— Start Record excerpts —

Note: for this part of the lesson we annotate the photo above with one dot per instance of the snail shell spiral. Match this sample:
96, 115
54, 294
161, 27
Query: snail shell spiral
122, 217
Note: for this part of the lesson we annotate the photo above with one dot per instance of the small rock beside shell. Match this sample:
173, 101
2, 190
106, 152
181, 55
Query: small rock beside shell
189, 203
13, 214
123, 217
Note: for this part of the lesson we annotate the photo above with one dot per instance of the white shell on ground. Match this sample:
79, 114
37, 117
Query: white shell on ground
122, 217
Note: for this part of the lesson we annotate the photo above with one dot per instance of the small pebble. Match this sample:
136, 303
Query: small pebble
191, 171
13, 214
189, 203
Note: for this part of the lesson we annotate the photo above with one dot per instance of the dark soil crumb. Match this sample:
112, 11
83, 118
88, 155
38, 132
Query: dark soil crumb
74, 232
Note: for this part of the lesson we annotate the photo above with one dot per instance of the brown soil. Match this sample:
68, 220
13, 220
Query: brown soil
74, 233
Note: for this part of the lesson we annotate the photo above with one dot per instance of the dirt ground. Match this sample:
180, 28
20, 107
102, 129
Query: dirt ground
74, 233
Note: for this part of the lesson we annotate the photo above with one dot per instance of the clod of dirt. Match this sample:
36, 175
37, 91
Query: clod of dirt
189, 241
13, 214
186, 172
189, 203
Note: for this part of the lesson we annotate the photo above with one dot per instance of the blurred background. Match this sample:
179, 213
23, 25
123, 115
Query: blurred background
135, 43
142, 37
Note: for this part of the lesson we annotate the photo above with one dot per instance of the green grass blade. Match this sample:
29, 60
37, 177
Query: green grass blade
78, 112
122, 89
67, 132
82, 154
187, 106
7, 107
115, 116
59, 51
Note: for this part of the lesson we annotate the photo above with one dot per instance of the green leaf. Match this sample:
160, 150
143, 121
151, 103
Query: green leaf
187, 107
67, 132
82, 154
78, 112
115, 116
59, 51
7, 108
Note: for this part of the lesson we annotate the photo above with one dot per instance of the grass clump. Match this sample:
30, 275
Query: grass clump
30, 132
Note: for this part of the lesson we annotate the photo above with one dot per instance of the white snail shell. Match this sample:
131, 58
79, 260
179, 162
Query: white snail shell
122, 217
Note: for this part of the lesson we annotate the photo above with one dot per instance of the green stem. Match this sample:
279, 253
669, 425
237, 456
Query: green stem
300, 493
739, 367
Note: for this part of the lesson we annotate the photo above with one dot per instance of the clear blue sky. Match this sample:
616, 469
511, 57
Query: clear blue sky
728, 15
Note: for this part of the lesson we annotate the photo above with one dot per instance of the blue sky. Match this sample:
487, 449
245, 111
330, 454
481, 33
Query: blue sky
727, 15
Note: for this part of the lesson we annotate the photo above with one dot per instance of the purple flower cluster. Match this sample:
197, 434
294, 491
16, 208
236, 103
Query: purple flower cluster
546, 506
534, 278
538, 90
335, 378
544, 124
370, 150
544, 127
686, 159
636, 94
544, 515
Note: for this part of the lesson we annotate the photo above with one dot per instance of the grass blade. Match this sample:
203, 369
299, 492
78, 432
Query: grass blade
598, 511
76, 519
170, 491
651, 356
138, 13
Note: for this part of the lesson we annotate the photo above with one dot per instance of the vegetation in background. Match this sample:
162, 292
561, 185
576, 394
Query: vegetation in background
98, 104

— End Record excerpts —

#### [Problem]
Please repeat the listing above in full and exactly.

#### [Exercise output]
Note: for this part of the lesson we annotate the photo above with one dot per instance of the snail shell spiral. Match this sample:
96, 115
54, 294
161, 27
Query: snail shell spiral
122, 217
Note: for this part of the lesson we annotate the photo above with one dot per instance of the small rock beside shell. Match this sample:
173, 101
2, 190
106, 152
181, 55
Query: small rock beside shell
189, 203
13, 214
123, 217
Note: for this part of the lesson we annotate the photo above with one dot per instance of the white shell on ground. Match this sample:
79, 114
37, 117
Query: white shell on ground
122, 217
Note: for this part of the lesson we annotate the photo above with one dot per instance of the small pebble. Match this sample:
136, 303
Query: small pebble
191, 171
13, 214
189, 203
Note: for this part of the lesson we annotate the photo above with one dot per instance of the dark soil crumb. Match this sample:
112, 11
83, 118
88, 155
38, 132
Query: dark soil crumb
74, 232
Note: for this part of the lesson we annotate the photo above with one dot per instance of the brown soil. Match this sample:
68, 220
13, 220
Query: brown soil
74, 233
Note: for this part of the lesson we annotate the photo above with one dot per instance of the dirt ground. Match this sample:
180, 28
20, 107
102, 129
Query: dirt ground
74, 233
Note: for this part of the lesson we annotate the photo above with one dot per instance of the clod of dirt. Match this sample:
36, 175
37, 91
Query: clod of dirt
189, 241
13, 214
186, 172
189, 203
Note: for this part of the lesson we annotate the photo above with one dot per instance of the blurred background. Match this sample:
179, 213
23, 25
123, 115
Query: blurred background
135, 43
142, 37
Note: for this part of the lesson we annotate the photo above with one dot per instance of the green grass blade. Match this sample:
29, 60
37, 177
Query: green grass blade
78, 112
122, 89
67, 132
82, 154
187, 106
7, 107
115, 116
59, 51
Note: for this part of the lesson we annotate the photo above with one dot per instance of the green leaf. Match this sample:
160, 150
143, 121
151, 103
Query: green leaf
187, 107
67, 132
82, 154
78, 112
115, 116
59, 51
7, 108
Note: for this part of the lesson we annotate the photo above with one dot per instance of the grass clump. Match this sample:
30, 275
Query: grass clump
30, 132
Note: for this part of the lesson we annotate the photo above with one dot per instance of the white snail shell. Match this sample:
131, 58
79, 260
179, 162
Query: white snail shell
122, 217
Note: for this part of the lesson we annotate the photo above with one dot per instance of the green stem. Match this sample:
279, 253
669, 425
237, 456
Query: green stem
300, 493
739, 367
Note: for this part of the lesson we annotate the photo above with one dot per instance of the clear blue sky. Match this sample:
616, 469
511, 57
Query: clear blue sky
728, 15
Note: for this part of the lesson we annotate the photo above with one dot per instance of the blue sky. Match this sample:
487, 449
245, 111
330, 454
481, 33
Query: blue sky
727, 15
Note: for this part of the lesson we annotate the photo above with one dot per instance of the purple flower cluster. Match this sample:
197, 434
294, 491
16, 208
236, 103
Query: purple flower cluster
546, 506
534, 278
538, 90
335, 378
544, 124
370, 150
544, 127
686, 159
636, 94
544, 515
Note: for this part of the lesson we annotate the photo above with one dot per instance of the grass blade. Match this sample:
203, 369
299, 492
78, 432
Query: grass blade
598, 511
76, 519
170, 491
651, 356
138, 13
Note: for this part of the lesson we annotate the photo above with one dot per instance of the vegetation in background. Match this sample:
162, 292
561, 185
576, 394
Query: vegetation in background
98, 104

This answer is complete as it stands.